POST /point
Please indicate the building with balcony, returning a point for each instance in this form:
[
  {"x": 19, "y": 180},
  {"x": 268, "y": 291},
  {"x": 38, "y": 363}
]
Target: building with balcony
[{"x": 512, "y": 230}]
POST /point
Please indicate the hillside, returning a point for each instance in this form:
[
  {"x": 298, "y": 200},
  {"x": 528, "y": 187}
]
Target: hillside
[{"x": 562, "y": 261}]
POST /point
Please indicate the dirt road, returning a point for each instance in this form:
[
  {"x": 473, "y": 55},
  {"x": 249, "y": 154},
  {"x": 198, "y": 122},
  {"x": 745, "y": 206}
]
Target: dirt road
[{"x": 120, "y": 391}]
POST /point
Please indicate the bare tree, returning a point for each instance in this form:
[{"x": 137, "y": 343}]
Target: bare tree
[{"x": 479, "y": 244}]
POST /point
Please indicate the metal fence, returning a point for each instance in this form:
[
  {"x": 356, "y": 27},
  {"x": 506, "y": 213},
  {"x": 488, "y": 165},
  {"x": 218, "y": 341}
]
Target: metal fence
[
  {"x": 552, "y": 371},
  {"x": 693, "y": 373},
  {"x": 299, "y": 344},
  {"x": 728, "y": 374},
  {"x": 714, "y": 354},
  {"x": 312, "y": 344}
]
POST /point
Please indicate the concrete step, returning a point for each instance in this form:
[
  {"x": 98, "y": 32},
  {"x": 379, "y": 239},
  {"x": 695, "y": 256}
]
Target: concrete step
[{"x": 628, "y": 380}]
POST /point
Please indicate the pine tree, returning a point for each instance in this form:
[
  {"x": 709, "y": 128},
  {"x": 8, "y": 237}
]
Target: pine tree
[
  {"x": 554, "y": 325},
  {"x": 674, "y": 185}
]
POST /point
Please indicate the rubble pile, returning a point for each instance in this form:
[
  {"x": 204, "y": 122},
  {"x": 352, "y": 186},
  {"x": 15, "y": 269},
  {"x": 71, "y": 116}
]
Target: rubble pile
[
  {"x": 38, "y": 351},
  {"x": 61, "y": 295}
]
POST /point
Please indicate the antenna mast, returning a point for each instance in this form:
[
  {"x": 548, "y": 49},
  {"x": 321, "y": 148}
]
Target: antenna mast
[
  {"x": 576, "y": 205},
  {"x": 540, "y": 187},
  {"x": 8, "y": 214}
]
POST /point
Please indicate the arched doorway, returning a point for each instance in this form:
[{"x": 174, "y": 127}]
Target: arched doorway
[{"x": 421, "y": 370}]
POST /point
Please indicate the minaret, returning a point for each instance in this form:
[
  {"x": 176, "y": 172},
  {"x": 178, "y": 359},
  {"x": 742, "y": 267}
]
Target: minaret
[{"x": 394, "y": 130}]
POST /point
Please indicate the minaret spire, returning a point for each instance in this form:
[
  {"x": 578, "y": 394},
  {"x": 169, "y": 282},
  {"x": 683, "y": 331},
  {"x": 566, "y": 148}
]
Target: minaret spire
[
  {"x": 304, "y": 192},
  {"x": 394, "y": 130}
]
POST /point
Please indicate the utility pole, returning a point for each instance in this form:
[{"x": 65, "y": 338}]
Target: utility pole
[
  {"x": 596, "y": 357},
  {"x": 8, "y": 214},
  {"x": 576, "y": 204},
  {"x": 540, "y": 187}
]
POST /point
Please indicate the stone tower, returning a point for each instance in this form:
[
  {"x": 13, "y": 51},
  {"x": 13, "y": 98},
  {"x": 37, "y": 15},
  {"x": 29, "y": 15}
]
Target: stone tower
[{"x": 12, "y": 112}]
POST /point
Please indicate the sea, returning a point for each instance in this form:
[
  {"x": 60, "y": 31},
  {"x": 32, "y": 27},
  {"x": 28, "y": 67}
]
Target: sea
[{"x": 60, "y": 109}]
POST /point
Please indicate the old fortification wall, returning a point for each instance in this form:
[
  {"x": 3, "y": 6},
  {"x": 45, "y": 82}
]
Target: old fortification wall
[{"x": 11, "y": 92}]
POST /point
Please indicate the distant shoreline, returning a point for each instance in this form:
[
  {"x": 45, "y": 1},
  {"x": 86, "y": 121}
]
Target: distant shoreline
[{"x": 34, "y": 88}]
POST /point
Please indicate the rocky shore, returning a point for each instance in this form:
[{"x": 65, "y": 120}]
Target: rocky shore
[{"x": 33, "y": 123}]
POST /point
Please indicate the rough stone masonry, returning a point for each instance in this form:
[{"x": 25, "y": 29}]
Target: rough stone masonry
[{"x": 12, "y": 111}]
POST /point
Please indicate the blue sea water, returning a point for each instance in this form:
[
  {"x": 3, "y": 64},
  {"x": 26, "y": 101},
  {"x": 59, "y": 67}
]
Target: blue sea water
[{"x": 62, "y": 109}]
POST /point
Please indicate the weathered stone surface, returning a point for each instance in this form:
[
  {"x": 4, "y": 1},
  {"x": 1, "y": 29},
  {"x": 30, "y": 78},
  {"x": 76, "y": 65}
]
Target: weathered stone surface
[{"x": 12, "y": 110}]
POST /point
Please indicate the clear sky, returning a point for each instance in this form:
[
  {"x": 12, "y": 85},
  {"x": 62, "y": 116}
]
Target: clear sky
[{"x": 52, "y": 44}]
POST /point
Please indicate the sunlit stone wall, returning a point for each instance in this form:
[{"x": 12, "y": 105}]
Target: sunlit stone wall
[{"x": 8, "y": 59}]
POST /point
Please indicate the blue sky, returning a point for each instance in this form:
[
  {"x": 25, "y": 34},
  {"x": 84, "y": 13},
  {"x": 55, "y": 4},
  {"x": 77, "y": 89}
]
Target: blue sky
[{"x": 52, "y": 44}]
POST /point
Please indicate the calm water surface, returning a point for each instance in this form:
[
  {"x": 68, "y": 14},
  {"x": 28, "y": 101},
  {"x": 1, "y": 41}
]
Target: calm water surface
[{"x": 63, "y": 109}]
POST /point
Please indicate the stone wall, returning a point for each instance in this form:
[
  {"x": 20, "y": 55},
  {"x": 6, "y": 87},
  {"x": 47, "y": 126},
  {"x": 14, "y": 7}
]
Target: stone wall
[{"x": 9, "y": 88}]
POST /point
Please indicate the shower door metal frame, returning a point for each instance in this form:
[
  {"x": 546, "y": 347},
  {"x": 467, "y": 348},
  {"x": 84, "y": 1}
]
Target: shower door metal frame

:::::

* PROBLEM TO WORK ON *
All entries shown above should be printed again exactly.

* TASK ANSWER *
POST /point
Please indicate the building with balcony, returning a point for each instance in this form:
[
  {"x": 19, "y": 180},
  {"x": 268, "y": 291},
  {"x": 38, "y": 363}
]
Target: building with balcony
[{"x": 512, "y": 230}]
POST /point
Please indicate the hillside, returning a point for each instance in this form:
[
  {"x": 298, "y": 200},
  {"x": 528, "y": 187}
]
Target: hillside
[{"x": 562, "y": 261}]
POST /point
Please indicate the dirt road, returning a point for each instance in this form:
[
  {"x": 473, "y": 55},
  {"x": 249, "y": 154},
  {"x": 198, "y": 122},
  {"x": 745, "y": 206}
]
Target: dirt road
[{"x": 120, "y": 391}]
POST /point
Please indicate the bare tree, returning a point for each instance in this form:
[{"x": 137, "y": 343}]
Target: bare tree
[{"x": 479, "y": 244}]
POST /point
Please indicate the metal fence, returning a point for each instance in this form:
[
  {"x": 356, "y": 27},
  {"x": 506, "y": 213},
  {"x": 488, "y": 165},
  {"x": 218, "y": 341}
]
Target: metal fence
[
  {"x": 552, "y": 371},
  {"x": 693, "y": 373},
  {"x": 299, "y": 344},
  {"x": 728, "y": 374},
  {"x": 714, "y": 354},
  {"x": 312, "y": 344}
]
POST /point
Please indicate the concrete step, returning a point for each instance in this form:
[
  {"x": 98, "y": 32},
  {"x": 379, "y": 239},
  {"x": 695, "y": 256}
]
Target: concrete step
[{"x": 628, "y": 380}]
POST /point
Please indicate the pine tree, returning a point for each instance in this form:
[
  {"x": 709, "y": 128},
  {"x": 8, "y": 237}
]
Target: pine tree
[
  {"x": 554, "y": 325},
  {"x": 674, "y": 185}
]
POST /point
Please indicate the rubble pile, returning a point for each instance in this form:
[
  {"x": 204, "y": 122},
  {"x": 352, "y": 186},
  {"x": 15, "y": 269},
  {"x": 71, "y": 116}
]
Target: rubble pile
[
  {"x": 38, "y": 351},
  {"x": 61, "y": 295}
]
POST /point
Please indicate the antenna mast, returning a point for each instance in this form:
[
  {"x": 548, "y": 49},
  {"x": 321, "y": 148}
]
Target: antenna mast
[
  {"x": 576, "y": 205},
  {"x": 540, "y": 187},
  {"x": 8, "y": 214}
]
POST /point
Please indicate the arched doorway, returning a point for each instance in this form:
[{"x": 174, "y": 127}]
Target: arched doorway
[{"x": 421, "y": 370}]
POST /point
Please indicate the minaret, returning a point for each instance in this form:
[
  {"x": 176, "y": 172},
  {"x": 178, "y": 359},
  {"x": 742, "y": 267}
]
Target: minaret
[{"x": 394, "y": 130}]
POST /point
Please indicate the minaret spire, returning a point for each instance in this form:
[
  {"x": 578, "y": 394},
  {"x": 169, "y": 282},
  {"x": 683, "y": 331},
  {"x": 566, "y": 148}
]
Target: minaret spire
[
  {"x": 304, "y": 192},
  {"x": 394, "y": 130}
]
POST /point
Please indicate the utility pole, returning a point for each instance in this form:
[{"x": 65, "y": 338}]
Target: utility pole
[
  {"x": 596, "y": 357},
  {"x": 8, "y": 214},
  {"x": 576, "y": 204},
  {"x": 540, "y": 187}
]
POST /point
Please indicate the stone tower, returning a point for each instance in this form:
[
  {"x": 13, "y": 51},
  {"x": 13, "y": 98},
  {"x": 37, "y": 15},
  {"x": 29, "y": 15}
]
Target: stone tower
[{"x": 12, "y": 112}]
POST /point
Please indicate the sea, returning a point for each instance in this form:
[
  {"x": 60, "y": 31},
  {"x": 32, "y": 27},
  {"x": 28, "y": 67}
]
Target: sea
[{"x": 60, "y": 109}]
POST /point
Please indicate the old fortification wall, returning a point for each instance in this form:
[
  {"x": 3, "y": 6},
  {"x": 45, "y": 82}
]
Target: old fortification wall
[{"x": 11, "y": 92}]
POST /point
Please indicate the distant shoreline, returning a point for each instance in this form:
[
  {"x": 45, "y": 1},
  {"x": 86, "y": 121}
]
Target: distant shoreline
[{"x": 34, "y": 88}]
POST /point
Please indicate the rocky shore, returning a point for each instance in this form:
[{"x": 65, "y": 120}]
Target: rocky shore
[{"x": 33, "y": 123}]
POST /point
Please indicate the rough stone masonry, returning a point for each instance in this form:
[{"x": 25, "y": 29}]
Target: rough stone masonry
[{"x": 12, "y": 111}]
POST /point
Please indicate the blue sea water, returning a point for each instance in this form:
[
  {"x": 3, "y": 64},
  {"x": 26, "y": 101},
  {"x": 59, "y": 67}
]
Target: blue sea water
[{"x": 62, "y": 109}]
POST /point
Please indicate the weathered stone surface, returning a point for each instance in this form:
[
  {"x": 4, "y": 1},
  {"x": 1, "y": 29},
  {"x": 30, "y": 78},
  {"x": 76, "y": 65}
]
Target: weathered stone surface
[{"x": 12, "y": 110}]
POST /point
Please indicate the clear sky, returning a point for each instance in this form:
[
  {"x": 12, "y": 85},
  {"x": 62, "y": 116}
]
Target: clear sky
[{"x": 52, "y": 44}]
POST /point
Please indicate the sunlit stone wall, returning a point for each instance in this form:
[{"x": 12, "y": 105}]
Target: sunlit stone wall
[{"x": 8, "y": 59}]
POST /point
Please indicate the blue sky, returning a point for each instance in this form:
[
  {"x": 25, "y": 34},
  {"x": 84, "y": 13},
  {"x": 55, "y": 4},
  {"x": 77, "y": 89}
]
Target: blue sky
[{"x": 52, "y": 44}]
POST /point
Please indicate the calm water surface, returning a point for each instance in this form:
[
  {"x": 68, "y": 14},
  {"x": 28, "y": 101},
  {"x": 1, "y": 41}
]
Target: calm water surface
[{"x": 63, "y": 109}]
POST /point
Please indicate the stone wall, returning a point for each instance in this form:
[
  {"x": 20, "y": 55},
  {"x": 6, "y": 87},
  {"x": 47, "y": 126},
  {"x": 14, "y": 7}
]
Target: stone wall
[{"x": 9, "y": 88}]
POST /point
Please indicate the shower door metal frame, returning a point for each instance in this form:
[
  {"x": 546, "y": 347},
  {"x": 467, "y": 348},
  {"x": 84, "y": 1}
]
Target: shower door metal frame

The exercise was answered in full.